# PROMPT A
Count the lines in the rows below that contain the string "wooden", treating uppercase and lowercase as different, and give only the number.

# READING TEXT

Newly released Census data says the average size of single-family homes built in the U.S. in 2013 was 2,598 square feet. That’s plenty big.
Before the housing bubble burst, it seemed like everyone was building McMansions. But times have changed, and it’s the wealthy people who have driven the average home size to an all-time high. CNN Money said:
“If you had a lot of money in the stock market, it has doubled since 2009,” said Stephen Melman, director of Economic Services for the National Association of Home Builders.
And many have used those riches to buy even bigger places, he said.
At the same time, relatively few first-time homebuyers — the biggest market for smaller homes — are able to buy homes, said Melman.
While many potential young homebuyers are having a hard time getting a mortgage, other young people are saddled with student loan debt and not looking to purchase a home.
Because of this, the market for small homes (1,400 square feet or less), has dropped to just 4 percent of new home construction, CNN Money said. In 2005, the small-home market was at 9 percent.

# PROMPT B
Extend the text above about the size of new U.S. homes, picking up after its final sentence.

# PROVIDED DATA
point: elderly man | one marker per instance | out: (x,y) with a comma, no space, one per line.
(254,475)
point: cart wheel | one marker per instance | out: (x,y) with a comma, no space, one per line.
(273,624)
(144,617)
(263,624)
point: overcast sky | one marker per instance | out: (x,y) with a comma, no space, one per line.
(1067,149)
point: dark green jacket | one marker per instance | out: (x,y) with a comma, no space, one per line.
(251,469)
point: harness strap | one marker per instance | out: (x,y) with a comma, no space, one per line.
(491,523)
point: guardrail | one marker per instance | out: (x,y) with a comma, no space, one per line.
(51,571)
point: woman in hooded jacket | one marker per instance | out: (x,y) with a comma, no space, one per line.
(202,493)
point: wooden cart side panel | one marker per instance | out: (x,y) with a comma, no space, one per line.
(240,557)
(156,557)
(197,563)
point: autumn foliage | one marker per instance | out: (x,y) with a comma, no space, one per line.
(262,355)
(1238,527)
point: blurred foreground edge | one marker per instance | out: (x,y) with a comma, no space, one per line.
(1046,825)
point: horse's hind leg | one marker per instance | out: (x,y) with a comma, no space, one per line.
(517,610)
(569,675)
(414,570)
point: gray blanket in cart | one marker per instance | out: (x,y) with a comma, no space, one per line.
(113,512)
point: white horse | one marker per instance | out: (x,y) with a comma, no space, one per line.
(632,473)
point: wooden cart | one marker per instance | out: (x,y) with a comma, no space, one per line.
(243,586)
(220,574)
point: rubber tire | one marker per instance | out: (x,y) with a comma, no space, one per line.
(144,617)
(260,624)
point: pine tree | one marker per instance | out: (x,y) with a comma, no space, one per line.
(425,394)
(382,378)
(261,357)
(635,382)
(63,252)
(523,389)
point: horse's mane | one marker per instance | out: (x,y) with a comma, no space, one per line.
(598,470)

# RESULT A
2

# RESULT B
While houses in the U.S. are growing in size, households are actually shrinking. That led The Washington Post to ask:
What, then, do we want all of this room for? What’s particularly striking in the Census Bureau’s historic data on new housing characteristics is the growth of what would be luxuries for many households: fourth bedrooms, third bathrooms, three-car garages.
When I was in high school, I spent a summer living with my aunt and uncle in Graham, Wash. Through my aunt, I met a Spanish foreign exchange student who was spending a few months in America.
He was shocked at the size of American houses. He couldn’t understand why we would need or want so many rooms and so much space. He was also surprised that the vehicles we drove were so big — trucks and SUVs, and even our cars. He viewed our big homes and vehicles as a needless excess, and he was probably right.